Start of SOURCE EXTRACT

Thyroid Gland Location
The thyroid gland is located in the anterior neck between C5 and T1 vertebrae. It consists of two lobes and parathyroid glands are present on their posterior surfaces. It is a butterfly-shaped gland located low on the front of the neck. Your thyroid lies below your Adam’s apple, along the front of the windpipe. The thyroid has two side lobes, connected by a bridge (isthmus) in the middle. When the thyroid is its normal size, you can’t feel it.
The primary function of the thyroid gland is to secrete two hormones, namely, Triiodothyronine (T3) hormone and the Thyroxine hormone (T4). Both T3 and T4 hormones play a very important role and affect almost every tissue in the body. Without a functioning thyroid, the body would not be able to break down proteins and it would not be able to process carbohydrates and vitamins. For this reason, problems with this gland can lead to uncontrollable weight gain. For many people, these irregularities can be controlled through medications, as well as a modification of their diet.
Common symptoms of the thyroid are:
- Poor concentration and knowledge retention
- Change in the menstrual cycle
- Increased heart rate
- Muscle aches
- Weight gain
- High level of cholesterol
Thyroid disorders include hyperthyroidism, hypothyroidism, thyroid inflammation, thyroid enlargement, thyroid nodules, and thyroid cancer.
- Hyperthyroidism is characterized by excessive secretion of thyroid hormones: the most common cause is the autoimmune disorder Graves’ disease.
- Hypothyroidism is characterized by deficient secretion of thyroid hormones: the most common cause is iodine deficiency. In iodine-deficient regions, hypothyroidism secondary to iodine deficiency is the leading cause of preventable intellectual disability in children.
The presence of the thyroid and its various diseases have been noted and treated for centuries, although the gland itself has only been described and named since the Renaissance. Knowledge of the thyroid, its biochemistry, and its disorders developed throughout the late nineteenth and twentieth centuries. Many modern treatments and investigative modalities evolved throughout the mid-twentieth century, including refinement of surgical techniques for thyroid removal for the treatment of goiter; the use of radioactive iodine, and thiouracil for the treatment of Graves’ disease; and fine-needle aspiration for diagnosis of thyroid nodules.

End of SOURCE EXTRACT
Start of LISTED RECORDS

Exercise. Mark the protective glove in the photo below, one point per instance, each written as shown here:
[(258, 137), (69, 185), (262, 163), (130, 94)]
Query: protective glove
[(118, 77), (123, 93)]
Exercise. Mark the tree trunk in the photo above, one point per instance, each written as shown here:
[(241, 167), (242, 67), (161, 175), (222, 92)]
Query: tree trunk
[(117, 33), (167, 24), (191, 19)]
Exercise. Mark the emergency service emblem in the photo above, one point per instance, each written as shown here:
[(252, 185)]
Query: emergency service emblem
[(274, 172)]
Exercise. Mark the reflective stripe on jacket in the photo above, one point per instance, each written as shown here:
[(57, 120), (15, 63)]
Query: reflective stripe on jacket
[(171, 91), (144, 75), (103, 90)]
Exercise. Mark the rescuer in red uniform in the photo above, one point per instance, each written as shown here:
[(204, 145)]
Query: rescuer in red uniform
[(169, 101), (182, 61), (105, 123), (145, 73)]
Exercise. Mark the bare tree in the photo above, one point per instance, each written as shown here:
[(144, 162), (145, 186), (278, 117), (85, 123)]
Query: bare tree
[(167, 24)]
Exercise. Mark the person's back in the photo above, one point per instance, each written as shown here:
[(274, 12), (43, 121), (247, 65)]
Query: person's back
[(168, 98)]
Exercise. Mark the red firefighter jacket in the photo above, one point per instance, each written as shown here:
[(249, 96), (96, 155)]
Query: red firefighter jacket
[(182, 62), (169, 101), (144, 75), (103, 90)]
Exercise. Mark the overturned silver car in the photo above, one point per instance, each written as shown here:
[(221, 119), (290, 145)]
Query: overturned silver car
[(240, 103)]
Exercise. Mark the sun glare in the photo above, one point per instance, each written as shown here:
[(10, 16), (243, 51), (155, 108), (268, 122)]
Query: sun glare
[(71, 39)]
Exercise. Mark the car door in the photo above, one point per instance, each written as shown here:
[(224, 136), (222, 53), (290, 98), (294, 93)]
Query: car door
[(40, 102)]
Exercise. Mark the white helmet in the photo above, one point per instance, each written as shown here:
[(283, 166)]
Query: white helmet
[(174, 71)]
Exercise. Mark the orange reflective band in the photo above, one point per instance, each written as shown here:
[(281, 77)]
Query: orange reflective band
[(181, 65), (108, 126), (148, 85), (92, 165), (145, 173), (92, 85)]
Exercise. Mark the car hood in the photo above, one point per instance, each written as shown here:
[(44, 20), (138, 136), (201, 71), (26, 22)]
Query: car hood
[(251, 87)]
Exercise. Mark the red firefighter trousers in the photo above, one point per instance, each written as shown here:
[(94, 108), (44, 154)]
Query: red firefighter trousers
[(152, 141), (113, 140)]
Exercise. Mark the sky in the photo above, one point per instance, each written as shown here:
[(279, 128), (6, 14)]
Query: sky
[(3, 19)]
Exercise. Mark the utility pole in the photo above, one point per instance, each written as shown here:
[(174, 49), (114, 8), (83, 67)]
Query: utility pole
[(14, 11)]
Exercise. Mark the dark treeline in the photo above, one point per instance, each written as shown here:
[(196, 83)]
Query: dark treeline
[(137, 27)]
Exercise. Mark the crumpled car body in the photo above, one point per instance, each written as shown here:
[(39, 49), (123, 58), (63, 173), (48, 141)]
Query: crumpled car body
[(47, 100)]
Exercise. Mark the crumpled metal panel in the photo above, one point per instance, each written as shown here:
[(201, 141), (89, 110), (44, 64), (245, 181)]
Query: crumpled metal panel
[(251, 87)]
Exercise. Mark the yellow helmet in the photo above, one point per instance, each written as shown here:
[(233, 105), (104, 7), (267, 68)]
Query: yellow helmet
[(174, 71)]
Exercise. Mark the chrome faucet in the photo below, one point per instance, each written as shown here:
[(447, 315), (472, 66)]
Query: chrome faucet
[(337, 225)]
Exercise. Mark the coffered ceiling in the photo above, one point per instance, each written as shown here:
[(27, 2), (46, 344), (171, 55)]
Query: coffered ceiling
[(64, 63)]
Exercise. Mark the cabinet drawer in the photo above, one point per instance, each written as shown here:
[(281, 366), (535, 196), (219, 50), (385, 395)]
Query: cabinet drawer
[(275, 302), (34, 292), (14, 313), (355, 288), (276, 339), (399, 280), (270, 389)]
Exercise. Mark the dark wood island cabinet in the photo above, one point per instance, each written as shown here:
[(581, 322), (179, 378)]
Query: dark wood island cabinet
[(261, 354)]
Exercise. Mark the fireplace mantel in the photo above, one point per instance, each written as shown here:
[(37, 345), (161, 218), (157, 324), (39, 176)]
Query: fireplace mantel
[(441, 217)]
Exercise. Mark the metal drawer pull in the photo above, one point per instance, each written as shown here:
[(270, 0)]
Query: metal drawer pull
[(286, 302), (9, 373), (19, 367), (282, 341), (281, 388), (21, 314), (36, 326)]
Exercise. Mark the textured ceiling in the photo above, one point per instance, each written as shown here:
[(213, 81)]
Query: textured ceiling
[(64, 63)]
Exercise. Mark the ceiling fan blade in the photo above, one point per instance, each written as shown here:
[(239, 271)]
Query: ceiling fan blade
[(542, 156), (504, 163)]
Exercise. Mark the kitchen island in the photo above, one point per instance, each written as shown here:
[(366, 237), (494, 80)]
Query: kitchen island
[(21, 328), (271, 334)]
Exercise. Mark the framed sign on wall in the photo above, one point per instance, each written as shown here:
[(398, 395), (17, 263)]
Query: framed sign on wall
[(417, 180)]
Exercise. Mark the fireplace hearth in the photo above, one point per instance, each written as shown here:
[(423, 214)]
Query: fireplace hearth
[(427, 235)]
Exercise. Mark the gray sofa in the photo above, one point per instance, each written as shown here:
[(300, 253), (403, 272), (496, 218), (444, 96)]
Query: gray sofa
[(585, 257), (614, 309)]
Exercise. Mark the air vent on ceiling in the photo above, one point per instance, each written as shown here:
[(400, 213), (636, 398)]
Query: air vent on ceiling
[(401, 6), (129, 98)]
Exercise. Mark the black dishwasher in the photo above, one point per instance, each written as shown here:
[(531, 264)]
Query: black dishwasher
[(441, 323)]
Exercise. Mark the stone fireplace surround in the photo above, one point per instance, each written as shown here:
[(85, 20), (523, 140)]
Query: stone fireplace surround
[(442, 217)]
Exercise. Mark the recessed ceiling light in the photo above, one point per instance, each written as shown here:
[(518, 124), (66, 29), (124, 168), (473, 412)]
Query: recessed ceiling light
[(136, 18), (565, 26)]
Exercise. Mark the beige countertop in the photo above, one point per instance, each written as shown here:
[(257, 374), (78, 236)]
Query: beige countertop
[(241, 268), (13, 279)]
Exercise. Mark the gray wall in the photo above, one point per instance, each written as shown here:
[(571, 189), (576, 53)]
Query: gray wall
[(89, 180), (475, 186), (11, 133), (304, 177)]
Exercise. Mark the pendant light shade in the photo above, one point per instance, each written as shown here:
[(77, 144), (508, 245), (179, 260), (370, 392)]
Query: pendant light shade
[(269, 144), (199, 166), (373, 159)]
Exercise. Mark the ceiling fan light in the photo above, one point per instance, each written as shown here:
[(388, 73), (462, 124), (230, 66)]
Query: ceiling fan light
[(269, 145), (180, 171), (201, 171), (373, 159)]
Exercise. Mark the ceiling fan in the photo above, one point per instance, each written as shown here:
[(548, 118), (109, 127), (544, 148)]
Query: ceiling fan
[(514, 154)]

End of LISTED RECORDS

PROBLEM:
Rewrite everything in the thyroid text from "Thyroid Gland Location" down to "can’t feel it.", replacing "windpipe" with "trachea".

RESPONSE:
Thyroid Gland Location
The thyroid gland is located in the anterior neck between C5 and T1 vertebrae. It consists of two lobes and parathyroid glands are present on their posterior surfaces. It is a butterfly-shaped gland located low on the front of the neck. Your thyroid lies below your Adam’s apple, along the front of the trachea. The thyroid has two side lobes, connected by a bridge (isthmus) in the middle. When the thyroid is its normal size, you can’t feel it.